# ACTION ITEM
Find every line in the listing that contains the string "image" and copy each one out in full.

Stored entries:
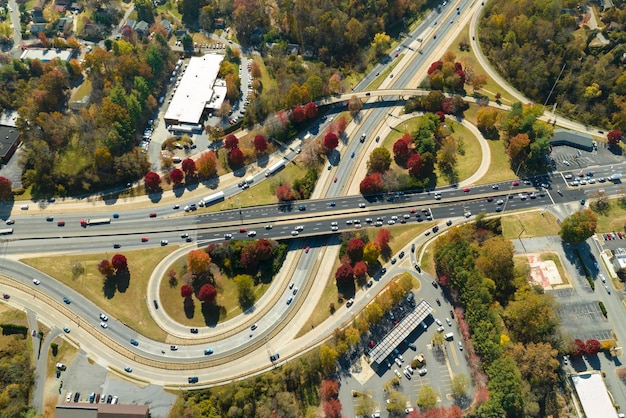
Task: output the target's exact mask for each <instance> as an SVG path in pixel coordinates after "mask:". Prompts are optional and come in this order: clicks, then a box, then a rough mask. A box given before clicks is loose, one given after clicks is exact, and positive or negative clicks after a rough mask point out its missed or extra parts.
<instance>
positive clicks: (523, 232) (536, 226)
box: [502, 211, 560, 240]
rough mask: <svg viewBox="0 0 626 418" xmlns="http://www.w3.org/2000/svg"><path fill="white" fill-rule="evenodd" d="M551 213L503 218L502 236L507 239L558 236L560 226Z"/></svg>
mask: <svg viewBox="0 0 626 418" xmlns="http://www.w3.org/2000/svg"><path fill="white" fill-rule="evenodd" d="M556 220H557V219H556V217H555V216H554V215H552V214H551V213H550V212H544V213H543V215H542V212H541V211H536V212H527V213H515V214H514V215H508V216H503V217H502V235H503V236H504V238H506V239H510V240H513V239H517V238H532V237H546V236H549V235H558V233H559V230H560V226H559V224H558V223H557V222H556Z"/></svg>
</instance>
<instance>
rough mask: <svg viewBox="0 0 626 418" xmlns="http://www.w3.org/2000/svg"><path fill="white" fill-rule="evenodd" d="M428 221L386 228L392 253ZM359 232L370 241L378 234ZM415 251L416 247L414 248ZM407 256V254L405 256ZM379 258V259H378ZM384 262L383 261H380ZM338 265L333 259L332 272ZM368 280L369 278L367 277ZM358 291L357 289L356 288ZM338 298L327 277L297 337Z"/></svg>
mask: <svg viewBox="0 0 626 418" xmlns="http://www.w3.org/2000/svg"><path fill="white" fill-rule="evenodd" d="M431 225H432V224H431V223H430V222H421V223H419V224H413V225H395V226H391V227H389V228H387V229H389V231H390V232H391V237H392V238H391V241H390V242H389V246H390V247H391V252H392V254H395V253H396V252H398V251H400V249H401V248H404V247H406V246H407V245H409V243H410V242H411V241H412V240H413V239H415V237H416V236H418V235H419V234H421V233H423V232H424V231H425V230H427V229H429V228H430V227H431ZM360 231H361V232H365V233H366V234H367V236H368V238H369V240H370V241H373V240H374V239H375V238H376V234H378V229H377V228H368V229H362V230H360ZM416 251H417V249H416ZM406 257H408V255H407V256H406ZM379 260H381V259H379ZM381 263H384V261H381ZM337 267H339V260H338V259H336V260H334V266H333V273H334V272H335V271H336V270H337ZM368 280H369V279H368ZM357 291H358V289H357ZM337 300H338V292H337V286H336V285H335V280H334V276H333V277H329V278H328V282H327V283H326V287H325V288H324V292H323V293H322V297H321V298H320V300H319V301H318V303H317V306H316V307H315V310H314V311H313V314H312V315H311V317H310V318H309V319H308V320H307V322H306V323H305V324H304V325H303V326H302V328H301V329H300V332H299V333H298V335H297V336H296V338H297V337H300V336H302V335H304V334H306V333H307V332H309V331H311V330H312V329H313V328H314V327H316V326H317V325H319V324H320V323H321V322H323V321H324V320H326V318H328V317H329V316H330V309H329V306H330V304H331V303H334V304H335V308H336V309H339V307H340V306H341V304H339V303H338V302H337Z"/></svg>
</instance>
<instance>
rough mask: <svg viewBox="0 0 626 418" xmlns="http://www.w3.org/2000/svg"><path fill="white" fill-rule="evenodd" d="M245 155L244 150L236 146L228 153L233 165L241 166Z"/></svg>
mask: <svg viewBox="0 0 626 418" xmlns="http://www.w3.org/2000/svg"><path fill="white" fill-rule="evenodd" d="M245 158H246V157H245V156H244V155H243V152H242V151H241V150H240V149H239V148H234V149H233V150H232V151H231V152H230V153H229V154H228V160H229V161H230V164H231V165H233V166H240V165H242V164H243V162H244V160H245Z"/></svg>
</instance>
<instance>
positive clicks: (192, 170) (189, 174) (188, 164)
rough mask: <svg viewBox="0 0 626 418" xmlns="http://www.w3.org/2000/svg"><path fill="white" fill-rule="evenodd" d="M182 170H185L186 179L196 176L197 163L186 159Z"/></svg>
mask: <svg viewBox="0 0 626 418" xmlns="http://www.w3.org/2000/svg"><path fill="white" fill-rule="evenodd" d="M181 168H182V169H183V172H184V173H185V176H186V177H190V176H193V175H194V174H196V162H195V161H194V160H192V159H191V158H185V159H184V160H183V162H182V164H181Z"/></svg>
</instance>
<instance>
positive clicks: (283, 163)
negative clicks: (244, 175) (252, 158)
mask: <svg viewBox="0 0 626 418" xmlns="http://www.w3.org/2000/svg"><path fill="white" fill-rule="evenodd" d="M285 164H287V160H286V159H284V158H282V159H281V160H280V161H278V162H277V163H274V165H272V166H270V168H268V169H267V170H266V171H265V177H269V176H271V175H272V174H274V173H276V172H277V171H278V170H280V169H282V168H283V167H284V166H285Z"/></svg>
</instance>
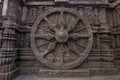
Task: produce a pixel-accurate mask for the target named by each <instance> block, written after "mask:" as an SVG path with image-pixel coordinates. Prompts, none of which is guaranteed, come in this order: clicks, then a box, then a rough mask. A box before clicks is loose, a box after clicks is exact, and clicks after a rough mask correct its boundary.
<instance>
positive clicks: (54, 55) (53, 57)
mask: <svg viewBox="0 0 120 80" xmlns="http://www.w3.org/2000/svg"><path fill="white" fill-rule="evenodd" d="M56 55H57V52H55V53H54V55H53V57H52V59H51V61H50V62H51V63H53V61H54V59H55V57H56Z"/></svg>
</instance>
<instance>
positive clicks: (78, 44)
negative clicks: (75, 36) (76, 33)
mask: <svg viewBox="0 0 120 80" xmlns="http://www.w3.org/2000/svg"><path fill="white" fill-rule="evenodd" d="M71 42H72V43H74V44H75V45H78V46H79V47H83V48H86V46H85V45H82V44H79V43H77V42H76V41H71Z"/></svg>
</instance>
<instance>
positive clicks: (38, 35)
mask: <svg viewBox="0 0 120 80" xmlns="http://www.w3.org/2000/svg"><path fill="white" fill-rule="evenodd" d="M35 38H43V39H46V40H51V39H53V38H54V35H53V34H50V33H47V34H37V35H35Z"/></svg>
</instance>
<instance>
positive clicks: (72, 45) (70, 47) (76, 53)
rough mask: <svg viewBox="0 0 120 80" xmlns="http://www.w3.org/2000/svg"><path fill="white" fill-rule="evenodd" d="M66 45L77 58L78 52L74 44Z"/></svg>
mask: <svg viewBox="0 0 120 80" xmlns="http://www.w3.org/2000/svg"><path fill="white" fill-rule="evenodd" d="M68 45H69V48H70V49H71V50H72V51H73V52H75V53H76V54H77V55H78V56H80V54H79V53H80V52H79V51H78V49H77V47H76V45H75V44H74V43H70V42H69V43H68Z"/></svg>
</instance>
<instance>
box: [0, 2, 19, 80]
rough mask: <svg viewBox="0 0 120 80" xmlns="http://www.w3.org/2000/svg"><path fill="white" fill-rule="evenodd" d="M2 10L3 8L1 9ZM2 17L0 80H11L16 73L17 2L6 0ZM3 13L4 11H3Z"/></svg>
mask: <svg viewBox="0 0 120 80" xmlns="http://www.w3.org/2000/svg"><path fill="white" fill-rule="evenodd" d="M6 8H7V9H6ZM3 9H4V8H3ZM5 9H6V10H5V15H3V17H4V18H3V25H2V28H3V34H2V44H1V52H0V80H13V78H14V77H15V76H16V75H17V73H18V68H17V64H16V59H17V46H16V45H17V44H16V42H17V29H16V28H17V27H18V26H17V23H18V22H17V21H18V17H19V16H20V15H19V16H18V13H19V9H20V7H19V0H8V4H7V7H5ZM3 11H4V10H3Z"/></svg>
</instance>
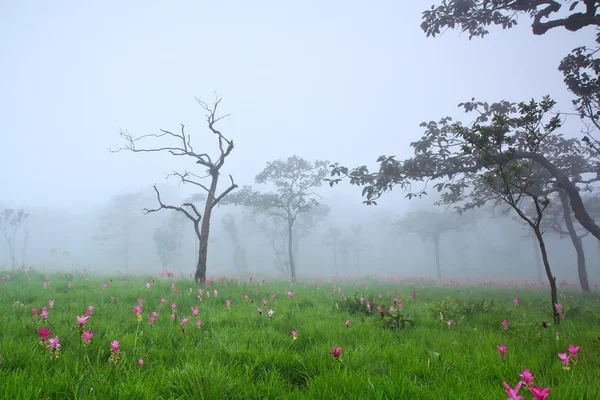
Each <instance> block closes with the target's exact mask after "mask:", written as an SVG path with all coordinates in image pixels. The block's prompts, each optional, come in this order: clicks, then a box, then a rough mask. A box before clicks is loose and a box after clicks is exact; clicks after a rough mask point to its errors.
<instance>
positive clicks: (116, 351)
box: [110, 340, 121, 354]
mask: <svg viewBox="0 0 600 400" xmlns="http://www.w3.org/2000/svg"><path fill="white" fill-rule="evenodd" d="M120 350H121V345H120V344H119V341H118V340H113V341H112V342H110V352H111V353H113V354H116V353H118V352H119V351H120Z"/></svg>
...
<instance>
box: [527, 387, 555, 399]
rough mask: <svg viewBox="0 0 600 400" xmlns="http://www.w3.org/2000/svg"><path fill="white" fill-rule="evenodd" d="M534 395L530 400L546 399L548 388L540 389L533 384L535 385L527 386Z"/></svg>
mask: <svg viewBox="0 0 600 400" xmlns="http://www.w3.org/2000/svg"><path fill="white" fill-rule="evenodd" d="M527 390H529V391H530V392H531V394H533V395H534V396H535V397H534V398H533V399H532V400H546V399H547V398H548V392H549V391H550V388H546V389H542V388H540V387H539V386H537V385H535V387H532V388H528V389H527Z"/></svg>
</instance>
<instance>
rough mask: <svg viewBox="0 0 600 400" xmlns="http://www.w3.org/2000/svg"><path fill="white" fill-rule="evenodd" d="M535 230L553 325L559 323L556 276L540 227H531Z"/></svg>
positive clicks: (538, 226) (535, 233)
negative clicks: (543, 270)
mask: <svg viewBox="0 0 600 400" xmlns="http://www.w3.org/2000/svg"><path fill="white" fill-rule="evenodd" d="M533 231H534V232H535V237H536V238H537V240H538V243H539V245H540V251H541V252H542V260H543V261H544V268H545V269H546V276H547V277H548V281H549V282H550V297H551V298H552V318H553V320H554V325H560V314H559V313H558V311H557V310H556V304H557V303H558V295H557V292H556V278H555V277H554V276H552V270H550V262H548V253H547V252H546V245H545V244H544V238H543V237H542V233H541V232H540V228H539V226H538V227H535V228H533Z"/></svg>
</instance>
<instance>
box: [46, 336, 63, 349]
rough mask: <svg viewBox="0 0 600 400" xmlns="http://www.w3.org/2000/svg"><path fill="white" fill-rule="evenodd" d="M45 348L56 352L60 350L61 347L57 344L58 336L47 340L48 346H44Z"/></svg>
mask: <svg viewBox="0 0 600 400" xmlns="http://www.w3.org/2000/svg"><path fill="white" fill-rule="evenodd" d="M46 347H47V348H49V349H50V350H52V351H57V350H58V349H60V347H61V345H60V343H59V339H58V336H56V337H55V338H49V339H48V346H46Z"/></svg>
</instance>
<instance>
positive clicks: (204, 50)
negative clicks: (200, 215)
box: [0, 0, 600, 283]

# RESULT OF THIS EXERCISE
Task: produce a pixel-accurate mask for the target named by each <instance> block, written after "mask:" as an SVG path with image-pixel coordinates. Prompts, none of which is guaranteed, come in this order: clicks, then a box, then a rough mask. A box before clicks is loose, a box after clicks is exact, and clicks after a rough mask correct its boundary.
Each <instance> block closes with the target's exact mask after "mask:", written as an SVG path with all coordinates in image pixels. The block's prompts, each optional, come in this order: clicks, then a box, then a rough mask. A box before clicks is loose and a box after clicks is exact; clicks after a rough mask point to its errors.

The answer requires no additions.